Exercise
Please render each line of the records below as a Markdown table with the columns Number and Content, one line per row, with blank lines skipped. Leave the pictures out.

Location-labeling records
▬▬▬▬▬▬▬▬▬▬

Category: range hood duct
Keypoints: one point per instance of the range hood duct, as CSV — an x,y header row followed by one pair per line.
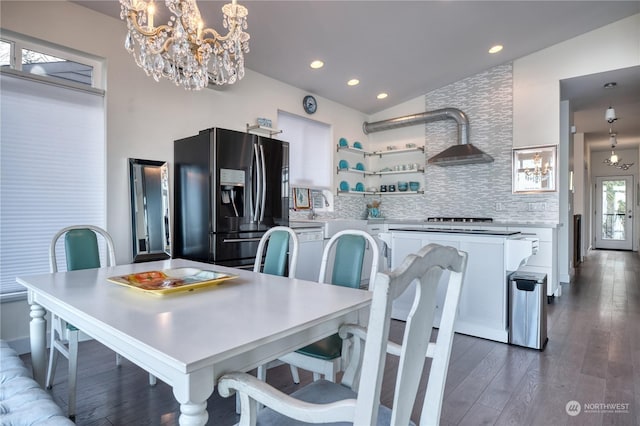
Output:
x,y
462,153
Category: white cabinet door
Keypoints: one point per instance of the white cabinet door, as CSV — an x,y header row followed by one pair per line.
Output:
x,y
483,300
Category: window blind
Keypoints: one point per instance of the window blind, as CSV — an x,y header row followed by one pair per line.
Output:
x,y
52,171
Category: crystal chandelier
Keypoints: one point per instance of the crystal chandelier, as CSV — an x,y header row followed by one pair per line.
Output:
x,y
538,171
183,50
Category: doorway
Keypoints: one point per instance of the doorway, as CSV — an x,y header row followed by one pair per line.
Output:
x,y
614,212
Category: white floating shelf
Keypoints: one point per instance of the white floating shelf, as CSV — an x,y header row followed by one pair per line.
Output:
x,y
397,151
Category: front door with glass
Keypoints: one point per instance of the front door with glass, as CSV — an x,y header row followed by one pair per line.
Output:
x,y
614,212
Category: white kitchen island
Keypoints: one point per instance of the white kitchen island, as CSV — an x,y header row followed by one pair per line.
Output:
x,y
483,309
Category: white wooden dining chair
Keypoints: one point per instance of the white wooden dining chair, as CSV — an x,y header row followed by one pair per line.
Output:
x,y
81,252
356,398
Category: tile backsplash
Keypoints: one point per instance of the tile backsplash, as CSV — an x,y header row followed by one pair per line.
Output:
x,y
474,190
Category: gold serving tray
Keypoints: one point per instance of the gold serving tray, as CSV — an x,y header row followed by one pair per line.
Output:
x,y
171,280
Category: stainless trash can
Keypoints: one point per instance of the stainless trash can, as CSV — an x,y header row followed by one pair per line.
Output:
x,y
527,309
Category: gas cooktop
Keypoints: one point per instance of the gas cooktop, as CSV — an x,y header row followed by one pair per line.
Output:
x,y
460,219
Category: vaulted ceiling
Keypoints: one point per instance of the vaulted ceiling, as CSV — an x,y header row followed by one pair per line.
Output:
x,y
408,48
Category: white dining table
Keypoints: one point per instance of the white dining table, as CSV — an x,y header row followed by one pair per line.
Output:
x,y
189,339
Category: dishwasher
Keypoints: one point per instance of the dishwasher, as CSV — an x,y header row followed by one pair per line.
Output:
x,y
311,242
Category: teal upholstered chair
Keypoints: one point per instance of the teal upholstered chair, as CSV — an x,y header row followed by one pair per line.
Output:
x,y
281,244
278,257
82,251
324,357
356,400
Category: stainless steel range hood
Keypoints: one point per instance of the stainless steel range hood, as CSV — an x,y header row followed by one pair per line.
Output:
x,y
462,153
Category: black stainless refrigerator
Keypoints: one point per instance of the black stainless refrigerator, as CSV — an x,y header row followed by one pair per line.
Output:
x,y
230,187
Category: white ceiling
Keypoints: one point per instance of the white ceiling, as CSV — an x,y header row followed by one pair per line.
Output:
x,y
408,48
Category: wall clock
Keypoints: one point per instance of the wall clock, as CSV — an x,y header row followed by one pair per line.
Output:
x,y
309,104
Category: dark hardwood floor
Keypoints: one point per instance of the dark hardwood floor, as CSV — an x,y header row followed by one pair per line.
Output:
x,y
593,357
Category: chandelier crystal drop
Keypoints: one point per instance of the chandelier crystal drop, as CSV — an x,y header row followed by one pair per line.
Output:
x,y
183,50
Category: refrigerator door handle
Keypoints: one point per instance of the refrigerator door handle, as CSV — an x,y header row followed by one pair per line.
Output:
x,y
256,207
263,194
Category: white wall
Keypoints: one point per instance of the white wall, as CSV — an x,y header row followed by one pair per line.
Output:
x,y
536,96
145,117
536,83
579,187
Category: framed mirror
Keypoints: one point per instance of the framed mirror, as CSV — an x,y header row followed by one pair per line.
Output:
x,y
534,169
150,225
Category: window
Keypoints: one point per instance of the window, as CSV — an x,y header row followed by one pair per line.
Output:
x,y
54,63
52,166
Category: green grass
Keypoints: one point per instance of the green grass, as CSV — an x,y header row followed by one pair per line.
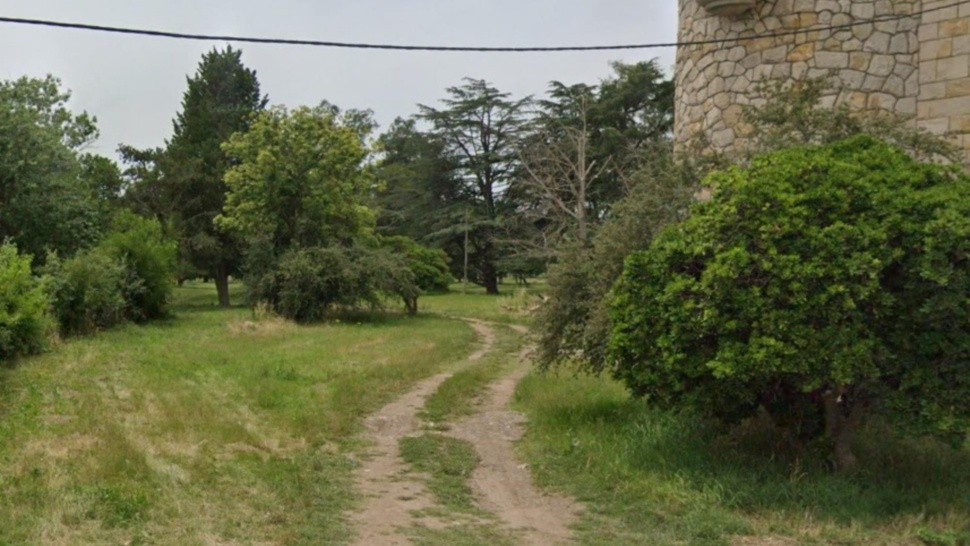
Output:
x,y
208,427
650,477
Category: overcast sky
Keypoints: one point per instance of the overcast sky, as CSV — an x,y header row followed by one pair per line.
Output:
x,y
134,84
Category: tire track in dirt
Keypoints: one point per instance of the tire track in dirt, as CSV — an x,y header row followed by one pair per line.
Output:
x,y
502,485
391,490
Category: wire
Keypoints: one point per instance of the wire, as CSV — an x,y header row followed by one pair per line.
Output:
x,y
472,49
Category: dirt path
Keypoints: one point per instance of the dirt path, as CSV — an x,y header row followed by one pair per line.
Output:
x,y
392,494
501,484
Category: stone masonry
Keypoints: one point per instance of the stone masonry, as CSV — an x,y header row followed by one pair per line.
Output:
x,y
917,65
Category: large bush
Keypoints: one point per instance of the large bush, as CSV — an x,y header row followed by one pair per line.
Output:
x,y
820,284
305,284
429,265
149,258
24,322
88,291
573,324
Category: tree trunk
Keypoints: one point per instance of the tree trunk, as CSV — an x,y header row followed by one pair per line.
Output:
x,y
222,284
490,279
841,420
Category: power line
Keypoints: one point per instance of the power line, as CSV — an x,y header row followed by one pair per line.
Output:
x,y
471,49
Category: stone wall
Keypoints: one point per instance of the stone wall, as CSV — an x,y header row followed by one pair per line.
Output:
x,y
918,65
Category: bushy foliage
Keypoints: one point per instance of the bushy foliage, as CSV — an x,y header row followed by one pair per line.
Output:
x,y
87,291
149,259
429,265
24,322
305,284
573,323
45,200
820,284
297,180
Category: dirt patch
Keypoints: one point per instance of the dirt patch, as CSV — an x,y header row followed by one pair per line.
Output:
x,y
504,486
394,494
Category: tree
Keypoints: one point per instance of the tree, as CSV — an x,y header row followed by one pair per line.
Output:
x,y
622,117
297,195
578,159
25,325
573,324
478,126
821,284
298,181
558,175
45,201
220,100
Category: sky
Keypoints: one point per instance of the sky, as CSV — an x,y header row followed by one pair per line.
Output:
x,y
134,85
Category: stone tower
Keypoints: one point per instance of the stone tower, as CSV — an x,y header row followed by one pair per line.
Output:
x,y
915,60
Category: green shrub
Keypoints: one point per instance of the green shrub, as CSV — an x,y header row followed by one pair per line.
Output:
x,y
306,283
88,291
820,284
429,265
24,321
573,324
149,259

▬▬▬▬▬▬▬▬▬▬

Answer in full
| Number | Content |
|---|---|
| 1 | Category: range hood duct |
| 2 | Keypoints: one point per instance of the range hood duct, as CSV — an x,y header row followed by one pair per line. |
| 3 | Output: |
| 4 | x,y |
| 5 | 462,153 |
| 6 | Category: white cabinet door |
| 7 | Keypoints: one point per instance of the white cabinet door, as CSV — an x,y header row followed by one pair per line. |
| 8 | Output: |
| 9 | x,y |
| 10 | 483,300 |
| 11 | Category: window blind |
| 12 | Keypoints: one point per instance of the window blind, as CSV — an x,y header row followed by one pair per line. |
| 13 | Output: |
| 14 | x,y |
| 15 | 52,171 |
| 16 | Category: crystal chandelier |
| 17 | Keypoints: one point per instance of the crystal chandelier, as CSV — an x,y header row followed by one pair per line. |
| 18 | Output: |
| 19 | x,y |
| 20 | 538,171 |
| 21 | 183,50 |
| 22 | Category: doorway |
| 23 | Keypoints: one point per instance of the doorway, as CSV — an x,y header row followed by one pair per line. |
| 24 | Output: |
| 25 | x,y |
| 26 | 614,212 |
| 27 | Category: white floating shelf |
| 28 | Keypoints: one point per instance of the white floating shelf, as CSV — an x,y header row followed by one pair per line. |
| 29 | Output: |
| 30 | x,y |
| 31 | 397,151 |
| 32 | Category: front door with glass |
| 33 | Keypoints: one point per instance of the front door with glass, as CSV — an x,y header row followed by one pair per line. |
| 34 | Output: |
| 35 | x,y |
| 36 | 614,212 |
| 37 | Category: white kitchen island |
| 38 | Keypoints: one point per instance of the white kitchen island, as CSV — an x,y header row followed by one pair per line. |
| 39 | Output: |
| 40 | x,y |
| 41 | 483,309 |
| 42 | Category: white wooden dining chair |
| 43 | Keypoints: one point per instance of the white wooden dining chair, as CSV — an x,y header row followed by one pair per line. |
| 44 | Output: |
| 45 | x,y |
| 46 | 81,252 |
| 47 | 356,398 |
| 48 | Category: tile backsplash |
| 49 | Keypoints: one point per instance of the tile backsplash, as CSV — an x,y header row followed by one pair per line. |
| 50 | Output: |
| 51 | x,y |
| 52 | 474,190 |
| 53 | Category: gold serving tray |
| 54 | Keypoints: one point per instance of the gold serving tray, as CSV — an x,y header row followed by one pair per line. |
| 55 | Output: |
| 56 | x,y |
| 57 | 171,280 |
| 58 | Category: stainless trash can |
| 59 | Keypoints: one point per instance of the stainless trash can, as CSV — an x,y header row followed by one pair per line. |
| 60 | Output: |
| 61 | x,y |
| 62 | 527,309 |
| 63 | Category: gas cooktop |
| 64 | Keypoints: one point per instance of the gas cooktop, as CSV — an x,y header row followed by one pair per line. |
| 65 | Output: |
| 66 | x,y |
| 67 | 460,219 |
| 68 | Category: vaulted ceiling |
| 69 | Keypoints: one point per instance of the vaulted ceiling, as CSV — an x,y header row followed by one pair per line. |
| 70 | Output: |
| 71 | x,y |
| 72 | 408,48 |
| 73 | Category: white dining table |
| 74 | Keypoints: one point per instance of the white dining table, as CSV — an x,y header row followed by one pair per line. |
| 75 | Output: |
| 76 | x,y |
| 77 | 189,339 |
| 78 | Category: dishwasher |
| 79 | Keypoints: one point per instance of the dishwasher, as CSV — an x,y header row followed by one pair per line. |
| 80 | Output: |
| 81 | x,y |
| 82 | 311,242 |
| 83 | Category: teal upholstered chair |
| 84 | Keypoints: one point per instance of the teal upholstered chair, as CSV — an x,y header row followed by one pair per line. |
| 85 | Output: |
| 86 | x,y |
| 87 | 281,244 |
| 88 | 278,257 |
| 89 | 82,251 |
| 90 | 324,357 |
| 91 | 356,400 |
| 92 | Category: stainless steel range hood |
| 93 | Keypoints: one point per instance of the stainless steel range hood, as CSV — an x,y header row followed by one pair per line. |
| 94 | Output: |
| 95 | x,y |
| 96 | 462,153 |
| 97 | Category: black stainless refrigerator |
| 98 | Keypoints: one point per instance of the black stainless refrigerator, as CSV — an x,y header row followed by one pair per line. |
| 99 | Output: |
| 100 | x,y |
| 101 | 230,187 |
| 102 | Category: white ceiling |
| 103 | Keypoints: one point per instance of the white ceiling, as CSV — an x,y header row followed by one pair per line. |
| 104 | Output: |
| 105 | x,y |
| 106 | 408,48 |
| 107 | Category: wall clock |
| 108 | Keypoints: one point per instance of the wall clock, as CSV — an x,y header row followed by one pair per line. |
| 109 | Output: |
| 110 | x,y |
| 111 | 309,104 |
| 112 | Category: dark hardwood floor |
| 113 | Keypoints: one point per instance of the dark hardwood floor, as CSV — an x,y header row followed by one pair per line. |
| 114 | Output: |
| 115 | x,y |
| 116 | 593,357 |
| 117 | Category: chandelier crystal drop |
| 118 | Keypoints: one point per instance of the chandelier crystal drop, as CSV — an x,y header row followed by one pair per line. |
| 119 | Output: |
| 120 | x,y |
| 121 | 183,50 |
| 122 | Category: refrigerator door handle |
| 123 | Keypoints: one point per instance of the refrigerator door handle, as CSV — an x,y header row followed by one pair per line. |
| 124 | Output: |
| 125 | x,y |
| 126 | 256,207 |
| 127 | 263,194 |
| 128 | Category: white wall |
| 129 | Keypoints: one point per instance of the white wall, as CSV — an x,y header row followed by one pair per line. |
| 130 | Output: |
| 131 | x,y |
| 132 | 536,96 |
| 133 | 145,117 |
| 134 | 536,83 |
| 135 | 579,187 |
| 136 | Category: framed mirror |
| 137 | Keypoints: one point per instance of the framed mirror, as CSV — an x,y header row followed by one pair per line. |
| 138 | Output: |
| 139 | x,y |
| 140 | 534,169 |
| 141 | 150,225 |
| 142 | Category: window |
| 143 | Keypoints: one point per instance of the window, as CSV — an x,y header row followed by one pair per line. |
| 144 | Output: |
| 145 | x,y |
| 146 | 54,63 |
| 147 | 52,166 |
| 148 | Category: green grass |
| 149 | Keypoints: one point per instance of the green grass, as CSV — an x,y header row followed by one pair per line. |
| 150 | Output: |
| 151 | x,y |
| 152 | 208,427 |
| 153 | 650,477 |
| 154 | Category: overcast sky |
| 155 | Keypoints: one point per instance of the overcast sky, as CSV — an x,y header row followed by one pair per line. |
| 156 | Output: |
| 157 | x,y |
| 158 | 134,84 |
| 159 | Category: tire track in dirt |
| 160 | Keypoints: one point per instance of the tire track in dirt, as CSV — an x,y header row followed by one pair per line. |
| 161 | Output: |
| 162 | x,y |
| 163 | 502,485 |
| 164 | 391,490 |
| 165 | Category: wire |
| 166 | Keypoints: one point per instance of the wire, as CSV — an x,y header row followed by one pair per line. |
| 167 | Output: |
| 168 | x,y |
| 169 | 472,49 |
| 170 | Category: dirt path |
| 171 | Keypoints: one point per instance of the dirt path, as CSV — an x,y header row followed by one pair per line. |
| 172 | Output: |
| 173 | x,y |
| 174 | 392,494 |
| 175 | 501,484 |
| 176 | Category: stone masonry |
| 177 | Keypoints: one point per instance of the stone masonry, as CSV — an x,y header row followed by one pair per line. |
| 178 | Output: |
| 179 | x,y |
| 180 | 917,65 |
| 181 | Category: large bush |
| 182 | Keypoints: one point per instance of the large bush, as CSV — an x,y header row followed by one pair per line. |
| 183 | Output: |
| 184 | x,y |
| 185 | 820,284 |
| 186 | 305,284 |
| 187 | 429,265 |
| 188 | 149,258 |
| 189 | 24,322 |
| 190 | 88,291 |
| 191 | 573,324 |
| 192 | Category: tree trunk |
| 193 | Keypoints: one point per instance of the tree trunk, as CSV — an x,y header row followed by one pair per line. |
| 194 | Output: |
| 195 | x,y |
| 196 | 222,284 |
| 197 | 490,279 |
| 198 | 841,420 |
| 199 | Category: power line |
| 200 | Keypoints: one point per instance of the power line, as CSV — an x,y header row followed by one pair per line. |
| 201 | Output: |
| 202 | x,y |
| 203 | 471,49 |
| 204 | Category: stone wall |
| 205 | Keypoints: one point per instance of the stone wall, as CSV — an x,y header row followed by one pair per line. |
| 206 | Output: |
| 207 | x,y |
| 208 | 918,65 |
| 209 | Category: bushy foliage |
| 210 | Keypoints: one point per instance of the bushy foliage, as CSV — an x,y header row followed by one pair per line. |
| 211 | Output: |
| 212 | x,y |
| 213 | 87,291 |
| 214 | 149,259 |
| 215 | 429,265 |
| 216 | 24,322 |
| 217 | 305,284 |
| 218 | 573,323 |
| 219 | 45,200 |
| 220 | 820,284 |
| 221 | 297,180 |
| 222 | Category: dirt patch |
| 223 | Keypoints: one point per instance of the dirt patch, as CSV — an x,y header row followed by one pair per line. |
| 224 | Output: |
| 225 | x,y |
| 226 | 504,486 |
| 227 | 394,494 |
| 228 | Category: tree |
| 229 | Keypoints: one point per instance of the tree, as CSV — an x,y header row followed by one pair per line. |
| 230 | Output: |
| 231 | x,y |
| 232 | 622,117 |
| 233 | 297,195 |
| 234 | 578,159 |
| 235 | 25,325 |
| 236 | 573,324 |
| 237 | 478,126 |
| 238 | 821,284 |
| 239 | 298,181 |
| 240 | 558,175 |
| 241 | 45,201 |
| 242 | 220,100 |
| 243 | Category: sky |
| 244 | Keypoints: one point per instance of the sky, as CSV — an x,y header row followed by one pair per line. |
| 245 | Output: |
| 246 | x,y |
| 247 | 134,85 |
| 248 | Category: stone tower |
| 249 | Keypoints: one point per instance of the stone tower, as CSV — an x,y header row followed by one pair per line. |
| 250 | Output: |
| 251 | x,y |
| 252 | 915,60 |
| 253 | Category: green shrub |
| 254 | Keypoints: one point per instance of the green shrub, as CSV — an x,y header row followed by one pair per line. |
| 255 | Output: |
| 256 | x,y |
| 257 | 306,283 |
| 258 | 88,291 |
| 259 | 820,284 |
| 260 | 429,265 |
| 261 | 24,321 |
| 262 | 573,324 |
| 263 | 149,259 |